## Stated exercise 1:
Answer these questions about the post on the family sail below:
(a) Which series is the post part of, and to whom is that series dedicated?
(b) For how many years has the youngest son been devoted to the boat?
(c) What kind of ship is Playfair?
## Stated exercise 2:
Reproduce a passage from the post about the family sail below exactly, starting with "It’s a beautiful" and going on through "to be heard.".

====== Excerpt ======

Tuesday, May 19, 2009

All Storms Pass



[this is the fourth in the series on water and the Great Lakes dedicated to the Water Walkers]

All Storms Pass

It’s a beautiful spring weekend in Ontario. My family – my wife, oldest son and his girlfriend and myself have come to Toronto for the family sail; a day when the teenagers who comprise the working crews of Toronto Brigantine take their families out for a sail on Lake Ontario. This is my youngest son’s passion and he has spent the past 4 years devoted to this boat that is the first serious love of his life, apparent when he refers to her as ‘she’, with a look in his eyes usually reserved for a ‘girlfriend’. He is a loyal and devoted young man, filled with a young man’s single-mindedness about the object of his love and passion. Her name is Playfair - a brigantine tall ship – a reproduction of days gone by. She is a rare beauty, especially when her sails are full out and she skims silently along the Great Lake’s blue waters with only the sound of wind and the snap of the sail to be heard.

====== Material ======

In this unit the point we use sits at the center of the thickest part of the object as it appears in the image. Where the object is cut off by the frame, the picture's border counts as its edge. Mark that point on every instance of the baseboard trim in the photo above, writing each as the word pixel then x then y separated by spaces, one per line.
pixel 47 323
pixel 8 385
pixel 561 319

======

## Correct answer 1:
(a) It is the fourth in the series on water and the Great Lakes, dedicated to the Water Walkers.
(b) 4 years.
(c) A brigantine tall ship, a reproduction of days gone by.

## Correct answer 2:
It’s a beautiful spring weekend in Ontario. My family – my wife, oldest son and his girlfriend and myself have come to Toronto for the family sail; a day when the teenagers who comprise the working crews of Toronto Brigantine take their families out for a sail on Lake Ontario. This is my youngest son’s passion and he has spent the past 4 years devoted to this boat that is the first serious love of his life, apparent when he refers to her as ‘she’, with a look in his eyes usually reserved for a ‘girlfriend’. He is a loyal and devoted young man, filled with a young man’s single-mindedness about the object of his love and passion. Her name is Playfair - a brigantine tall ship – a reproduction of days gone by. She is a rare beauty, especially when her sails are full out and she skims silently along the Great Lake’s blue waters with only the sound of wind and the snap of the sail to be heard.